### Provided records
******

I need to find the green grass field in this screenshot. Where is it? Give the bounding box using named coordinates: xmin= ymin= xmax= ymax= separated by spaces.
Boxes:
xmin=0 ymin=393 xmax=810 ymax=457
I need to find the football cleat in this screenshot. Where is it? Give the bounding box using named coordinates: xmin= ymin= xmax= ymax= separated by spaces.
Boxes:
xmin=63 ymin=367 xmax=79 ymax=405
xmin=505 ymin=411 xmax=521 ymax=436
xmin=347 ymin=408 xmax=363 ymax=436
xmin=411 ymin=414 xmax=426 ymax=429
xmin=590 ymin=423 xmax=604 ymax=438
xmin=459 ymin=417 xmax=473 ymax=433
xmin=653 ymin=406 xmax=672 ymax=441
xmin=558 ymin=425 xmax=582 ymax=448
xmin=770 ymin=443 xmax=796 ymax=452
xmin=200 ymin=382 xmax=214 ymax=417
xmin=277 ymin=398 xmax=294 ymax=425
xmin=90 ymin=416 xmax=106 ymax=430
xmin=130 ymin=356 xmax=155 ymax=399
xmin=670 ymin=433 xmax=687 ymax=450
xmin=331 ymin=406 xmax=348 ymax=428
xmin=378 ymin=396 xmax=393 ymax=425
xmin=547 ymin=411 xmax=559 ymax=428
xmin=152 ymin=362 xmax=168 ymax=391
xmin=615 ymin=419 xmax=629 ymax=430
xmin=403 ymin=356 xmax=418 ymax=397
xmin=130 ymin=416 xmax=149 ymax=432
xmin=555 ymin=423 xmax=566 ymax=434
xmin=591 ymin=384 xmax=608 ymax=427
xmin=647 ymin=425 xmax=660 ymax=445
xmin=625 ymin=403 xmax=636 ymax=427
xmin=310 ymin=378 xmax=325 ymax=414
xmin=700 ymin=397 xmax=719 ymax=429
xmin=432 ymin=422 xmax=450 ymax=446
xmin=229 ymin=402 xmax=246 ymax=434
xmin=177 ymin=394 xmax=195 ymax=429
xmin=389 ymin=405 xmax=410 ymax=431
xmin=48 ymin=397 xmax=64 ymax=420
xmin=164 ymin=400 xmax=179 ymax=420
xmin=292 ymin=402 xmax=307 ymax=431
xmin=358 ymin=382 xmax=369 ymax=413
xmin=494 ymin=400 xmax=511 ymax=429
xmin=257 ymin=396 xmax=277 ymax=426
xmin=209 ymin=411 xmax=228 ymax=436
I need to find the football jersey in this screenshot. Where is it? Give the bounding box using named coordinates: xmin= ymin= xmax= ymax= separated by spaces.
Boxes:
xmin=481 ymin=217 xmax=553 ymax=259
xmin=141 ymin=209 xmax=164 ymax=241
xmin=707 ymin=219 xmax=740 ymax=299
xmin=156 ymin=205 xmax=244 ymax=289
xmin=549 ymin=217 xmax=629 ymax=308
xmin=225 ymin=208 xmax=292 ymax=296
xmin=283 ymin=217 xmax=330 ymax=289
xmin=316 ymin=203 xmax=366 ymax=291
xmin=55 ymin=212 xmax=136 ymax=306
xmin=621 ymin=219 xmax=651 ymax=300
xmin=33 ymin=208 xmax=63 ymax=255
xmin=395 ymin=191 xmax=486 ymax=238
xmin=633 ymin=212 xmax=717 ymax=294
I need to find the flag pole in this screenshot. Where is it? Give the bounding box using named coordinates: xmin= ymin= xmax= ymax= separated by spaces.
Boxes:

******

### What is expected
Please copy each record shown above exactly.

### Response to the exercise
I need to find the green grass field in this screenshot. Where is it? Give the bounding box using named coordinates: xmin= ymin= xmax= ymax= separated by spaces.
Boxes:
xmin=0 ymin=393 xmax=810 ymax=457
I need to find the football cleat in this screenshot. Where is it? Give the bounding box using named coordinates: xmin= ymin= xmax= ymax= separated by spaces.
Boxes:
xmin=63 ymin=367 xmax=79 ymax=405
xmin=505 ymin=411 xmax=521 ymax=436
xmin=347 ymin=408 xmax=363 ymax=436
xmin=411 ymin=414 xmax=426 ymax=429
xmin=590 ymin=423 xmax=604 ymax=438
xmin=459 ymin=417 xmax=473 ymax=433
xmin=653 ymin=406 xmax=672 ymax=441
xmin=558 ymin=425 xmax=582 ymax=448
xmin=770 ymin=443 xmax=796 ymax=452
xmin=200 ymin=382 xmax=214 ymax=417
xmin=277 ymin=398 xmax=294 ymax=425
xmin=90 ymin=416 xmax=106 ymax=430
xmin=130 ymin=356 xmax=155 ymax=399
xmin=670 ymin=433 xmax=687 ymax=450
xmin=331 ymin=406 xmax=348 ymax=428
xmin=378 ymin=396 xmax=393 ymax=425
xmin=547 ymin=411 xmax=559 ymax=428
xmin=152 ymin=362 xmax=168 ymax=391
xmin=615 ymin=419 xmax=629 ymax=430
xmin=403 ymin=356 xmax=418 ymax=397
xmin=130 ymin=416 xmax=149 ymax=432
xmin=555 ymin=423 xmax=566 ymax=434
xmin=591 ymin=384 xmax=608 ymax=427
xmin=647 ymin=425 xmax=660 ymax=445
xmin=625 ymin=403 xmax=636 ymax=427
xmin=310 ymin=378 xmax=325 ymax=414
xmin=700 ymin=397 xmax=719 ymax=429
xmin=432 ymin=422 xmax=450 ymax=446
xmin=229 ymin=402 xmax=246 ymax=434
xmin=177 ymin=394 xmax=195 ymax=429
xmin=389 ymin=405 xmax=410 ymax=431
xmin=48 ymin=397 xmax=64 ymax=420
xmin=164 ymin=400 xmax=179 ymax=420
xmin=292 ymin=402 xmax=307 ymax=431
xmin=358 ymin=382 xmax=369 ymax=413
xmin=494 ymin=400 xmax=511 ymax=429
xmin=257 ymin=396 xmax=277 ymax=426
xmin=209 ymin=411 xmax=228 ymax=436
I need to find the football jersey in this screenshot. Where is it? Give the bounding box using named coordinates: xmin= ymin= xmax= ymax= separated by spaces.
Boxes:
xmin=481 ymin=217 xmax=553 ymax=259
xmin=141 ymin=209 xmax=164 ymax=241
xmin=707 ymin=219 xmax=740 ymax=299
xmin=156 ymin=205 xmax=244 ymax=289
xmin=549 ymin=217 xmax=629 ymax=308
xmin=225 ymin=208 xmax=292 ymax=296
xmin=283 ymin=217 xmax=330 ymax=289
xmin=316 ymin=203 xmax=366 ymax=291
xmin=55 ymin=212 xmax=136 ymax=306
xmin=621 ymin=219 xmax=651 ymax=300
xmin=33 ymin=208 xmax=63 ymax=255
xmin=395 ymin=191 xmax=486 ymax=238
xmin=633 ymin=212 xmax=717 ymax=294
I need to find the flag pole in this screenshot. Where is it? Give the bounding box using named coordinates: xmin= ymin= xmax= ymax= separated by spaces.
Boxes:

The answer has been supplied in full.